::: Provided information

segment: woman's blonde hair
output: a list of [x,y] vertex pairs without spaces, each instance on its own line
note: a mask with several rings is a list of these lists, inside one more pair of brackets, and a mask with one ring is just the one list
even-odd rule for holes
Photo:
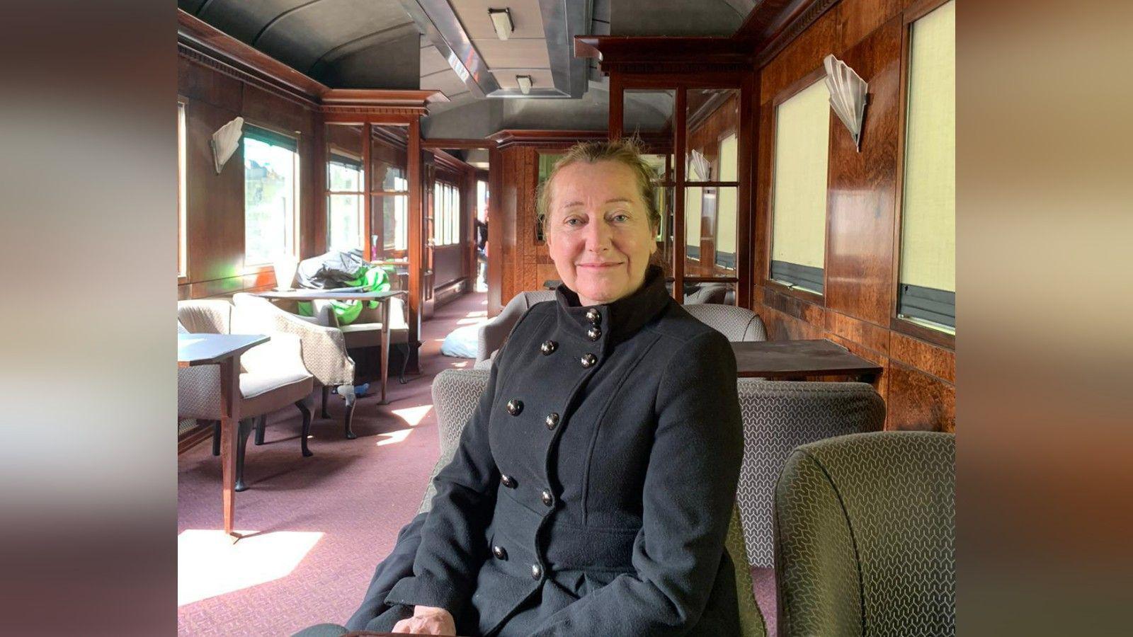
[[555,165],[551,169],[551,175],[547,176],[546,181],[539,184],[539,189],[536,193],[535,205],[539,215],[539,226],[543,228],[544,233],[547,230],[547,218],[551,215],[551,190],[555,177],[560,170],[576,162],[596,163],[599,161],[615,161],[629,168],[637,180],[638,194],[641,195],[641,201],[645,202],[649,228],[656,230],[661,227],[661,212],[657,210],[656,197],[656,176],[653,167],[641,159],[642,152],[641,141],[637,137],[580,142],[571,146],[566,151],[566,154],[555,162]]

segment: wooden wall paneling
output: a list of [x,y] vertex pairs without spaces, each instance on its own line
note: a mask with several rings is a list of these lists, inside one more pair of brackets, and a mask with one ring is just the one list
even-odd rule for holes
[[755,154],[759,146],[759,101],[756,87],[759,86],[759,74],[748,74],[740,85],[740,131],[738,143],[739,162],[735,175],[740,179],[736,190],[736,228],[735,228],[735,303],[740,307],[752,307],[751,287],[756,278],[752,275],[751,255],[755,254],[752,229],[755,228]]
[[238,150],[220,175],[208,139],[239,113],[193,100],[186,107],[186,233],[189,282],[244,269],[244,167]]
[[883,355],[889,354],[889,330],[826,308],[826,331],[861,343]]
[[[774,108],[770,102],[765,102],[759,105],[759,145],[756,148],[757,160],[756,160],[756,196],[753,197],[756,212],[755,212],[755,231],[756,231],[756,252],[753,255],[752,267],[755,269],[755,275],[751,281],[755,286],[760,289],[767,282],[767,275],[769,270],[769,258],[770,258],[770,238],[772,238],[772,219],[770,219],[770,205],[772,205],[772,158],[775,152],[774,142],[774,130],[772,129],[774,121]],[[761,294],[759,295],[761,297]]]
[[206,102],[239,114],[244,100],[241,86],[239,79],[216,73],[184,56],[177,58],[177,92],[191,101]]
[[523,288],[522,291],[537,290],[542,286],[538,281],[538,252],[546,249],[546,244],[536,240],[536,226],[539,213],[535,202],[535,189],[539,182],[539,153],[535,148],[526,148],[523,156],[526,193],[523,198],[523,224],[519,228],[519,239],[523,243]]
[[366,261],[377,257],[374,254],[374,241],[370,237],[374,233],[374,126],[369,122],[361,125],[361,254]]
[[[826,306],[888,326],[897,164],[901,18],[844,52],[869,82],[861,152],[830,118],[826,227]],[[832,111],[833,113],[833,111]]]
[[956,430],[956,388],[891,359],[886,430]]
[[503,288],[503,152],[492,147],[488,150],[488,266],[487,266],[487,301],[488,316],[495,316],[503,308],[501,291]]
[[845,51],[861,42],[879,26],[900,15],[905,0],[841,0],[835,7],[838,23],[836,51]]
[[610,125],[608,134],[611,139],[617,139],[622,136],[622,126],[624,126],[624,108],[625,108],[625,95],[622,88],[622,74],[615,73],[610,76],[610,85],[607,86],[610,94]]
[[684,168],[688,162],[684,161],[685,155],[685,100],[688,99],[687,91],[678,86],[676,87],[676,100],[673,104],[673,156],[675,158],[675,165],[673,167],[673,180],[676,182],[676,187],[673,189],[676,195],[676,201],[673,202],[673,298],[676,303],[684,303],[684,260],[687,258],[684,245],[688,244],[688,238],[684,236],[688,226],[684,222]]
[[312,214],[304,215],[300,258],[309,258],[326,249],[326,124],[322,116],[315,113],[315,129],[312,135],[312,161],[304,162],[304,173],[309,176],[310,188],[315,196]]
[[837,52],[837,11],[827,11],[760,69],[760,102],[768,102],[804,73],[820,67],[823,58]]
[[460,195],[460,245],[465,250],[461,271],[469,280],[469,291],[476,287],[479,265],[476,262],[476,170],[469,168],[465,171],[463,192]]
[[956,353],[953,350],[927,343],[901,332],[891,332],[889,357],[945,382],[956,383]]
[[[368,128],[368,127],[367,127]],[[366,138],[369,146],[369,138]],[[406,148],[409,177],[409,232],[407,237],[409,252],[409,342],[416,342],[421,333],[421,312],[424,307],[424,247],[425,247],[425,205],[421,201],[421,133],[420,121],[414,118],[409,122],[409,145]],[[367,186],[368,187],[368,186]],[[368,241],[368,237],[367,237]],[[410,348],[409,367],[414,373],[420,373],[417,365],[417,348]]]
[[[760,70],[755,148],[751,307],[770,339],[826,338],[884,368],[875,383],[887,430],[955,430],[954,337],[893,318],[900,245],[904,25],[943,0],[843,0]],[[909,7],[902,12],[904,7]],[[832,119],[824,297],[794,296],[766,280],[776,99],[808,82],[835,53],[870,83],[862,152]],[[816,76],[817,77],[817,76]],[[902,333],[905,332],[905,333]]]

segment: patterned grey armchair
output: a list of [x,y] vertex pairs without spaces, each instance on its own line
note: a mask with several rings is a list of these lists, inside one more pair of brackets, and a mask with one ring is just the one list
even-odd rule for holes
[[[326,401],[331,388],[338,388],[338,393],[346,400],[346,417],[343,431],[348,439],[357,438],[350,430],[355,410],[355,362],[347,353],[346,336],[333,321],[330,305],[317,308],[320,316],[307,317],[292,314],[278,307],[263,297],[249,294],[232,296],[232,304],[247,320],[254,323],[257,331],[283,332],[295,334],[303,343],[303,364],[315,377],[315,387],[322,388],[322,416],[329,418]],[[256,444],[263,444],[263,428],[256,428]]]
[[880,430],[885,402],[866,383],[739,379],[743,418],[743,464],[735,500],[740,506],[749,563],[774,562],[775,481],[791,450],[825,438]]
[[955,635],[955,436],[804,444],[775,489],[780,635]]
[[480,326],[478,338],[476,339],[476,368],[486,370],[488,367],[489,363],[487,362],[496,350],[503,347],[503,341],[508,339],[511,329],[516,326],[519,317],[525,312],[536,303],[553,300],[554,298],[554,290],[519,292],[511,297],[508,305],[503,307],[503,312]]
[[685,305],[685,312],[698,321],[727,337],[727,340],[765,341],[767,329],[759,315],[734,305],[695,304]]
[[[236,449],[236,490],[244,491],[244,456],[248,434],[255,423],[256,438],[263,439],[267,414],[295,405],[303,414],[299,448],[304,456],[310,433],[308,397],[314,379],[303,365],[299,338],[295,334],[265,330],[247,313],[227,300],[202,299],[177,303],[179,333],[254,334],[266,333],[271,340],[240,356],[240,435]],[[220,367],[201,365],[177,371],[177,417],[213,422],[213,456],[220,455]]]
[[[421,499],[417,512],[428,511],[433,506],[436,490],[433,477],[445,465],[452,461],[460,442],[460,433],[468,418],[471,417],[480,394],[488,384],[488,370],[445,370],[433,380],[433,405],[436,408],[437,434],[441,438],[441,458],[429,474],[425,498]],[[764,615],[756,604],[751,586],[751,571],[747,568],[748,553],[744,547],[744,533],[741,526],[740,511],[732,509],[732,523],[729,525],[725,546],[735,564],[735,588],[740,597],[740,628],[742,637],[766,637]]]

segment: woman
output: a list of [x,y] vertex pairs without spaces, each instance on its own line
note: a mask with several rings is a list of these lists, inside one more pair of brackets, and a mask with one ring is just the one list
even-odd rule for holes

::::::

▶ Set problem
Give these lines as a numbered list, leaving out blank lines and the pictures.

▶ Exercise answer
1. segment: woman's blonde hair
2. output: a list of [x,y] vertex pairs without spaces, each instance on its own line
3. note: a mask with several rings is a list of these lists, inside one more pair of brackets, and a mask with one ring is just the one list
4. even-odd rule for holes
5. Photo:
6. [[555,165],[551,169],[551,175],[547,176],[546,181],[539,184],[539,189],[536,193],[535,205],[539,215],[539,226],[543,228],[544,233],[547,230],[547,218],[551,215],[551,190],[555,177],[560,170],[576,162],[596,163],[599,161],[615,161],[629,168],[637,180],[638,194],[641,195],[641,201],[645,202],[649,228],[656,230],[661,227],[661,212],[657,210],[656,197],[656,176],[653,167],[641,159],[642,152],[641,141],[637,137],[580,142],[571,146],[566,151],[566,154],[555,162]]
7. segment: wooden wall paneling
8. output: a list of [x,y] vertex pairs without spaces, each instance on its own line
9. note: a mask with several rings is a list of these lists, inside one more pair of brackets, and a mask with one ring is just the one list
10. even-odd rule for holes
11. [[755,154],[759,146],[759,101],[756,87],[759,86],[759,74],[748,74],[740,85],[740,131],[738,143],[739,162],[735,175],[740,179],[736,190],[736,228],[735,228],[735,303],[740,307],[752,307],[751,287],[756,278],[752,275],[751,255],[755,254],[752,229],[755,228]]
12. [[238,150],[220,175],[208,139],[239,113],[193,100],[186,107],[186,233],[189,282],[244,269],[244,167]]
13. [[883,355],[889,354],[889,330],[826,308],[826,331],[861,343]]
14. [[[774,108],[770,102],[765,102],[759,105],[759,145],[756,148],[757,160],[756,160],[756,196],[753,197],[756,212],[755,212],[755,231],[756,231],[756,252],[753,255],[752,267],[755,269],[755,275],[751,281],[755,286],[760,289],[767,282],[767,275],[769,270],[769,258],[770,258],[770,238],[772,238],[772,219],[770,219],[770,205],[772,205],[772,158],[775,152],[774,142],[774,130],[772,129],[774,121]],[[761,294],[759,295],[761,297]]]
15. [[206,102],[239,114],[244,100],[241,86],[239,79],[216,73],[184,56],[177,58],[177,92],[191,101]]
16. [[523,288],[522,291],[537,290],[542,286],[538,281],[538,252],[546,249],[546,244],[536,240],[536,226],[539,213],[535,202],[535,189],[539,182],[539,153],[535,148],[526,148],[523,156],[526,193],[523,198],[523,224],[519,228],[519,239],[523,243]]
17. [[366,261],[377,257],[374,254],[374,241],[370,237],[374,233],[374,126],[369,122],[361,125],[361,254]]
18. [[[826,306],[888,326],[897,164],[901,18],[844,52],[869,82],[861,152],[830,118],[826,227]],[[832,111],[833,113],[833,111]]]
19. [[956,430],[956,388],[891,359],[886,430]]
20. [[503,288],[503,152],[492,147],[488,150],[488,266],[487,266],[487,301],[488,316],[495,316],[503,308],[501,291]]
21. [[845,51],[861,42],[879,26],[900,15],[905,0],[841,0],[835,7],[838,23],[836,51]]
22. [[610,125],[608,134],[611,139],[617,139],[622,136],[622,126],[624,126],[624,108],[625,108],[625,95],[622,88],[622,74],[615,73],[610,76],[610,85],[607,86],[610,94]]
23. [[684,168],[688,162],[684,161],[685,155],[685,100],[688,99],[687,91],[678,86],[676,87],[676,100],[673,104],[673,156],[675,158],[675,165],[673,167],[673,180],[676,182],[676,187],[673,189],[676,195],[676,201],[673,202],[673,298],[676,303],[684,303],[684,260],[687,258],[684,245],[688,244],[688,238],[684,236],[688,226],[684,222]]
24. [[312,214],[304,215],[300,258],[309,258],[326,249],[326,124],[322,116],[315,113],[315,129],[312,135],[312,161],[304,162],[304,173],[309,176],[310,188],[315,196]]
25. [[837,52],[837,11],[827,11],[760,69],[760,102],[768,102],[804,73],[820,67],[823,58]]
26. [[460,195],[460,245],[465,250],[461,271],[469,280],[469,291],[476,287],[479,265],[476,262],[476,170],[469,168],[465,171],[463,192]]
27. [[956,353],[953,350],[927,343],[901,332],[891,332],[889,357],[945,382],[956,383]]
28. [[[368,128],[368,127],[367,127]],[[366,138],[369,146],[369,138]],[[406,148],[409,177],[409,232],[407,237],[409,252],[409,342],[416,342],[421,333],[421,312],[424,307],[424,247],[425,247],[425,205],[421,201],[421,133],[420,121],[414,118],[409,122],[409,145]],[[367,186],[368,187],[368,186]],[[368,241],[368,237],[367,237]],[[410,348],[409,367],[414,373],[420,373],[417,365],[417,348]]]
29. [[[760,70],[755,148],[751,307],[770,339],[826,338],[884,368],[875,383],[887,430],[955,430],[954,337],[893,318],[900,245],[904,25],[943,0],[843,0]],[[909,7],[902,12],[904,7]],[[832,119],[824,297],[794,296],[766,280],[776,99],[808,82],[835,53],[870,83],[862,152]],[[816,76],[817,77],[817,76]],[[902,333],[905,332],[905,333]]]
30. segment: patterned grey armchair
31. output: a list of [x,y] vertex pairs without spaces, each instance on its own line
32. note: a mask with several rings is a list of these lists, inside one more pair of brackets, and a mask with one ring is just the one list
33. even-odd rule for holes
34. [[[326,401],[331,388],[338,388],[338,393],[346,400],[346,417],[343,431],[348,439],[357,438],[350,430],[355,410],[355,362],[347,353],[346,336],[333,321],[330,305],[317,308],[320,316],[307,317],[292,314],[278,307],[263,297],[249,294],[232,296],[232,304],[247,320],[254,323],[257,331],[283,332],[295,334],[303,343],[303,364],[315,377],[315,387],[322,388],[322,416],[329,418]],[[256,444],[263,444],[263,428],[256,428]]]
35. [[880,430],[885,402],[866,383],[739,379],[743,418],[743,464],[735,500],[740,506],[749,563],[774,562],[775,481],[791,450],[825,438]]
36. [[955,635],[955,436],[804,444],[775,489],[780,635]]
37. [[480,326],[478,338],[476,339],[476,368],[486,370],[488,367],[489,363],[487,362],[496,350],[503,347],[503,341],[508,339],[511,329],[516,326],[519,317],[525,312],[536,303],[553,300],[554,298],[554,290],[519,292],[511,297],[508,305],[503,307],[503,312]]
38. [[685,305],[685,312],[698,321],[727,337],[727,340],[765,341],[767,329],[759,315],[734,305],[695,304]]
39. [[[236,449],[236,490],[244,491],[244,456],[248,434],[255,423],[256,438],[263,439],[267,414],[295,405],[303,414],[299,448],[304,456],[310,433],[308,397],[314,379],[303,365],[299,338],[295,334],[265,330],[247,313],[227,300],[202,299],[177,303],[179,333],[254,334],[266,333],[271,340],[240,356],[240,435]],[[220,367],[201,365],[177,371],[177,417],[213,422],[213,456],[220,455]]]
40. [[[421,499],[417,512],[428,511],[433,506],[436,490],[433,477],[445,465],[452,461],[460,442],[460,433],[468,418],[471,417],[480,394],[488,384],[488,370],[445,370],[433,380],[433,405],[436,408],[437,434],[441,438],[441,458],[429,474],[425,498]],[[764,615],[756,604],[751,586],[751,571],[747,568],[748,553],[744,547],[744,533],[741,526],[740,511],[732,509],[732,523],[729,525],[725,546],[735,564],[735,588],[740,597],[740,628],[742,637],[766,637]]]
41. segment: woman
42. output: a list of [x,y] vertex pairs without spaces, each instance on its own line
43. note: a mask with several rings is a list of these lists, inside one more pair of brackets, and a mask with one ring is just the one list
44. even-odd rule for holes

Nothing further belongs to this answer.